**书面任务:**
从含有“of the house”的那一行开始，到最后一行为止，首尾两行都算，把这些行一字不改地照抄一遍。

------------------------------------------------------------

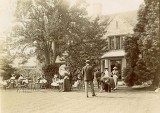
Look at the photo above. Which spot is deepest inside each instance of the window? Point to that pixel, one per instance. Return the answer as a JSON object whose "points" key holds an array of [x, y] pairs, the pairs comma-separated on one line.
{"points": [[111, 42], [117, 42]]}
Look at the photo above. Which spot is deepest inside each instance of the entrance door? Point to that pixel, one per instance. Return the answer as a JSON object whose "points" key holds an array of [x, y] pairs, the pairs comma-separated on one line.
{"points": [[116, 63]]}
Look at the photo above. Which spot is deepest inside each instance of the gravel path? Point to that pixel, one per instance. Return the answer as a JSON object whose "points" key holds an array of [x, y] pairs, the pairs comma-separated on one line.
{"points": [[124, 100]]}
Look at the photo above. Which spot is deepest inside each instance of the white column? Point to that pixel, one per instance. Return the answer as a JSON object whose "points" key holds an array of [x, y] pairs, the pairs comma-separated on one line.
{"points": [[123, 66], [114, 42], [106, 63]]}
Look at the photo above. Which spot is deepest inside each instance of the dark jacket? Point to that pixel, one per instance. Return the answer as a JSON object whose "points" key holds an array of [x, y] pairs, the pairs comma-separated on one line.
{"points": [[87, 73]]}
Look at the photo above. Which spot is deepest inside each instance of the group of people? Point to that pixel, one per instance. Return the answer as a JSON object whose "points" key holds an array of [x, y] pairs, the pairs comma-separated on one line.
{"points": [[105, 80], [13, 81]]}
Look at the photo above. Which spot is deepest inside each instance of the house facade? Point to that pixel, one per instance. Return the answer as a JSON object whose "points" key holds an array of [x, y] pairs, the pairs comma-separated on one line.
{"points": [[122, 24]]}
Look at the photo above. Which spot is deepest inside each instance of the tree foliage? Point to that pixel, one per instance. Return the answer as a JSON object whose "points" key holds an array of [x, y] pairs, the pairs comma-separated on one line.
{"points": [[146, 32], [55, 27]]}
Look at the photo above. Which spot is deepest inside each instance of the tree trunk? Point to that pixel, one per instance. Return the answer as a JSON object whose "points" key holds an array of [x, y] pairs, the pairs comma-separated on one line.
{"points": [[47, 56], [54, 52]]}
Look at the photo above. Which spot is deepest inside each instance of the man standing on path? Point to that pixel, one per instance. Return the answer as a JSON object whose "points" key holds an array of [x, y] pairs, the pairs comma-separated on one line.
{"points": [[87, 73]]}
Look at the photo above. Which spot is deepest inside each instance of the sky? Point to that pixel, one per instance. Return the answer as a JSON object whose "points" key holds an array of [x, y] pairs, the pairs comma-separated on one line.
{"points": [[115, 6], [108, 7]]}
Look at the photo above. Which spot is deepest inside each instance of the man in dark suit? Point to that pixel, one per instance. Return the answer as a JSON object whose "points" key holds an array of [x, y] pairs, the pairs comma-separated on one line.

------------------------------------------------------------

**回答:**
Look at the photo above. Which spot is deepest inside each instance of the house facade? Point to that pixel, one per instance. Return the answer as a JSON object whose "points" key holds an array of [x, y] pairs, the pairs comma-separated on one line.
{"points": [[122, 24]]}
Look at the photo above. Which spot is deepest inside each instance of the tree foliage? Point to that pixel, one per instance. Return the answer as a JSON object whose "points" key holds an array of [x, y] pairs, the pairs comma-separated on one line.
{"points": [[146, 32], [55, 27]]}
Look at the photo above. Which spot is deepest inside each instance of the tree trunk? Point to that pixel, one per instance. Return the answer as a JSON object whose "points" key holds an array of [x, y] pairs, the pairs comma-separated on one line.
{"points": [[47, 56], [54, 52]]}
Look at the photo above. Which spot is deepest inside each instance of the man standing on path? Point to that pixel, one per instance. Return the answer as a JSON object whose "points" key holds an array of [x, y] pairs, the pairs comma-separated on one line.
{"points": [[87, 73]]}
Look at the photo above. Which spot is deepest inside each instance of the sky? Point to that pixel, one per instance. Return the answer as a JSON object whose "points" key holds an array of [x, y] pairs, the pairs comma-separated on one line.
{"points": [[115, 6], [108, 7]]}
Look at the photo above. Which spot is deepest inside each instance of the man in dark suit? Point to that pixel, one per instance. Return the answer as a JSON object whose "points" key holds an array of [x, y] pairs, the pairs comma-separated on one line.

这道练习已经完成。